>> BEGIN TASK DATA

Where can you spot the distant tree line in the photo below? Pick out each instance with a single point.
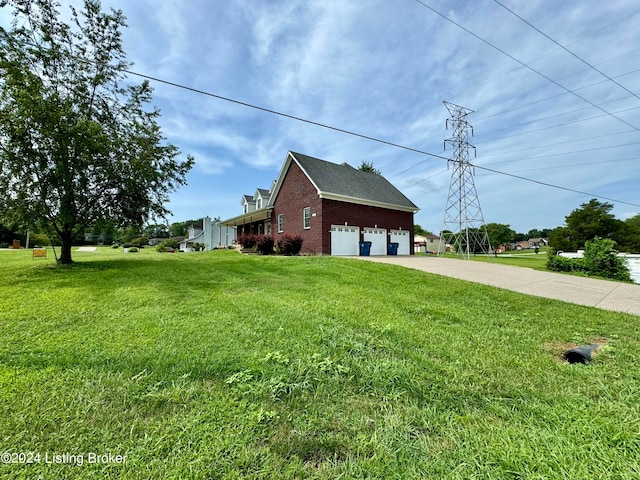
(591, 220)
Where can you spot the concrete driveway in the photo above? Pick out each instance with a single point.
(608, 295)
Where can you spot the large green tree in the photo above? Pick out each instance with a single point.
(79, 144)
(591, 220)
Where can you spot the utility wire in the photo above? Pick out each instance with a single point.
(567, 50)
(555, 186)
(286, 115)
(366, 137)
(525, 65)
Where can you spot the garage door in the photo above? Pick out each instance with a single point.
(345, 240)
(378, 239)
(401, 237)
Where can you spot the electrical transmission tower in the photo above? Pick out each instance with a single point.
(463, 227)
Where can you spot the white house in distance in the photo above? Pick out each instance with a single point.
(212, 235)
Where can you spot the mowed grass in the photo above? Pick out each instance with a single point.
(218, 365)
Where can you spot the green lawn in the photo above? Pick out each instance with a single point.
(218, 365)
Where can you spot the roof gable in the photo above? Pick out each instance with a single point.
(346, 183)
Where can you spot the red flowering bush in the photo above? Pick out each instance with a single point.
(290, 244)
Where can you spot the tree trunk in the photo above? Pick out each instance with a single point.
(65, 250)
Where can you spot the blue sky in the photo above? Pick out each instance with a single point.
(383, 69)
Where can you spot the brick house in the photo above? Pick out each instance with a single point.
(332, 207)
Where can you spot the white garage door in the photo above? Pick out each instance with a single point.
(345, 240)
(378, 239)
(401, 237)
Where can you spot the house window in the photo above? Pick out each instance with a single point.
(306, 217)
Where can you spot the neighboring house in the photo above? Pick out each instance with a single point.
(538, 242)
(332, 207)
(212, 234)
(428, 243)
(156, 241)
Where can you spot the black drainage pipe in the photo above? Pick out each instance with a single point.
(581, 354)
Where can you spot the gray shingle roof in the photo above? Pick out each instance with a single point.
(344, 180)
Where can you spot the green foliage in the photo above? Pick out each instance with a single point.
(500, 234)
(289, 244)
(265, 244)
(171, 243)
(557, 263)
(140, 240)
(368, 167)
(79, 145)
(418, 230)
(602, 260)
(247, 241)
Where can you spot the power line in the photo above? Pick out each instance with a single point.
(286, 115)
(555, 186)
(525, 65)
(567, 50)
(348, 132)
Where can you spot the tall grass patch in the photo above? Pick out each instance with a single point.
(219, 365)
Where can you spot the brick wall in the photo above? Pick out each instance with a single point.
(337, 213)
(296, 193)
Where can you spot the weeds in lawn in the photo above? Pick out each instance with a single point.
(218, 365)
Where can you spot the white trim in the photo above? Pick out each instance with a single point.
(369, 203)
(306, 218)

>> END TASK DATA

THE REQUEST: The lines to quote run from the one containing "Where can you spot the power" through the final line of the material above; please give them exactly, both ends included, and nothing else.

TASK RESULT:
Where can you spot the power line in the photo above? Pick out each instance with a single point.
(286, 115)
(555, 186)
(525, 65)
(567, 50)
(348, 132)
Where can you spot the tall grass patch in the photo above? Pick out each instance with a single point.
(219, 365)
Where can you spot the brick wall in the photo above? Pick out each instance with a single point.
(337, 213)
(296, 193)
Where can you spot the weeds in lawn in the photo above? Pick out each instance with a single point.
(218, 365)
Where can you spot the white trim in the photo above? Pick out each instance with a single point.
(369, 203)
(306, 218)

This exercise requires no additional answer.